## [УСЛОВИЕ ЗАДАЧИ A]
Напечатайте слово в слово отрывок из текста о языке агитки: от «Но надобно бежать» до «рабочий и мужик.», обе границы включительно.

┄┄┄┄┄┄

Язык агитки

Язык Д. Бедного должен стать предметом изучения. Поэты и писатели наши и заграничные — речь идет о революционных писателях — должны учиться у Демьяна, как вести беседу с трудящимися массами. Эстетам, разумеется, язык демьяновский не нравится, и — что странно! — у нас в наличии имеется свой советский, «красный» снобизм, чья взыскательная рафинированность устремляется в излом.

Советский сноб живет. А снобу сноб сродни.
Но надобно бежать от этой западни.
Наш мудрый вождь, Ильич, поможет нам и в этом.
Он не был никогда изысканным эстетом.
И, несмотря на свой — такой гигантский — рост,
В беседе и в письме был гениально прост.
Так мы ли ленинским пренебрежем заветом!
Что до меня, так я позиций не сдаю,
На чем стоял, на том стою
И, не прелыцаяся обманной красотой,
Я закаляю речь, живую речь свою,
Суровой ясностью и честной простотой.
Мне не пристал нагульный шик:
Мои читатели — рабочий и мужик.
И пусть там всякие разводят вавилоны
Литературные советские «салоны», —
Их лже-эстетике грош ломаный цена.
Недаром же прошли великие циклоны,
Народный океан взбурлившие до дна.
Моих читателей: их миллионы!
И с ними у меня «эстетика» одна.
(«О соловье»1).

Вот эта близость к читателю, внутреннее чутье к его художественным запросам и поднимают стиль демьяновского примитива до монументальной простоты. Мелочная, скрупулезная отделка, шлифовка деталей не занимает поэта, что особенно бросается в глаза в агитационном его творчестве. Агитка должна пережить напряженнейший акт рождения. Уловить на лету идею, упростить ее, молниеносно отобрать изобразительные средства, сообщить агитке характерные для народной художественности приемы образности, иногда еще установить ее хоровое исполнение — это ли не удел большого артиста. И все это достигается самыми простыми средствами. Вот Маяковский пишет агитационные стихи, а подросток в анкете удивляется: «У Маяковского ничего не понять: у него все слова переставлены наоборот»... Девочка пятнадцати лет пишет: «Демьяна Бедного я люблю, потому что он хорошо описывает быт народа, и его стихи, которые зовут к борьбе»... А рабочий-подросток заявляет: «Нравится Демьян Бедный за остроту ума и быстрый оборот речи»... Крестьяне любят его за «выговор очень приятный». Духовенство представляет его себе «во образе бесовском», злым, пропитанным ядом кощунственником. Солидные крестьяне рисуют его в своем воображении благостным старцем; пожалуй, здесь есть доля условной истины: они чуют в нем мудреца. Мудрость Демьяна, обусловленная глубокой культурой, поразительной эрудицией, каким-то особым умом и долгой выучкой в партии, — эта мудрость помогла ему овладеть художественными вкусами деревни. Какого, в самом деле, напустили туману на нашего мужика все эти мнимые «знатоки народа». Иногда просто становится жутко. Клюев и Есенин как будто ставят своей задачей застилать образ крестьянина, ища в нем какой-то мистической тайны. Выходит так, что наш мужик с его серым бытом — это только знак непостижимого мужицкого феномена, скрытого от нас. Отсюда мистический образ русского мужичка-страстотерпца, великого в своих страданиях, достойных преклонения, — самая черносотенная символика утверждения рабства. Демьян сокрушает эту традиционную иллюзию: деревня — это просто неизмеримое поле для нашей работы. Владимир Ильич учил нас так: не умиляться перед мужиком и не презирать его, а работать так, чтобы крестьянин видел, что пролетариат — его лучший друг.

┄┄┄┄┄┄

## [УСЛОВИЕ ЗАДАЧИ B]
Выведите без единого изменения кусок собранных данных: от строки, где есть «of the <item>window</item>», до самого конца этих данных, включая обе границы.

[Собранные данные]
┄┄┄┄┄┄

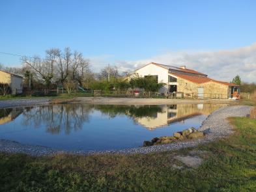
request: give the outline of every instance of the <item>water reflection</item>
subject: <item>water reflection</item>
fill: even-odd
[[[205,115],[208,115],[226,105],[178,104],[162,105],[118,105],[63,104],[39,107],[4,109],[0,110],[0,125],[10,122],[23,114],[22,124],[38,128],[44,124],[47,132],[70,134],[83,128],[90,119],[90,113],[100,111],[109,118],[125,115],[146,128],[157,128]]]
[[[22,113],[22,108],[0,109],[0,125],[10,122]]]
[[[59,134],[64,131],[70,134],[83,127],[89,121],[89,105],[79,104],[51,105],[36,107],[25,107],[22,124],[37,128],[44,124],[47,132]]]
[[[206,115],[222,106],[73,103],[0,109],[0,139],[61,149],[135,147],[155,137],[199,128]]]
[[[95,108],[107,114],[110,118],[124,114],[144,127],[154,130],[177,122],[184,123],[186,119],[208,115],[226,104],[175,104],[162,105],[96,105]]]

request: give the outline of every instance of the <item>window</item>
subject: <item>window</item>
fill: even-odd
[[[176,115],[177,115],[176,113],[169,112],[168,114],[167,114],[167,118],[170,118],[175,117]]]
[[[168,75],[168,82],[177,82],[177,79],[173,76]]]
[[[154,78],[156,79],[156,83],[158,82],[158,75],[145,75],[145,78]]]

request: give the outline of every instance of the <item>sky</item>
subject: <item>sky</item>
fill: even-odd
[[[83,53],[97,72],[150,62],[256,82],[256,1],[0,1],[0,52]],[[0,53],[0,63],[20,66]]]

┄┄┄┄┄┄

## [ПРАВИЛЬНЫЙ ОТВЕТ A]
Но надобно бежать от этой западни.
Наш мудрый вождь, Ильич, поможет нам и в этом.
Он не был никогда изысканным эстетом.
И, несмотря на свой — такой гигантский — рост,
В беседе и в письме был гениально прост.
Так мы ли ленинским пренебрежем заветом!
Что до меня, так я позиций не сдаю,
На чем стоял, на том стою
И, не прелыцаяся обманной красотой,
Я закаляю речь, живую речь свою,
Суровой ясностью и честной простотой.
Мне не пристал нагульный шик:
Мои читатели — рабочий и мужик.

## [ПРАВИЛЬНЫЙ ОТВЕТ B]
request: give the outline of every instance of the <item>window</item>
subject: <item>window</item>
fill: even-odd
[[[176,115],[177,115],[176,113],[169,112],[168,114],[167,114],[167,118],[170,118],[175,117]]]
[[[168,75],[168,82],[177,82],[177,79],[173,76]]]
[[[154,78],[156,79],[156,83],[158,82],[158,75],[145,75],[145,78]]]

request: give the outline of every instance of the <item>sky</item>
subject: <item>sky</item>
fill: even-odd
[[[83,53],[97,72],[150,62],[256,82],[256,1],[0,1],[0,52]],[[0,53],[0,63],[20,66]]]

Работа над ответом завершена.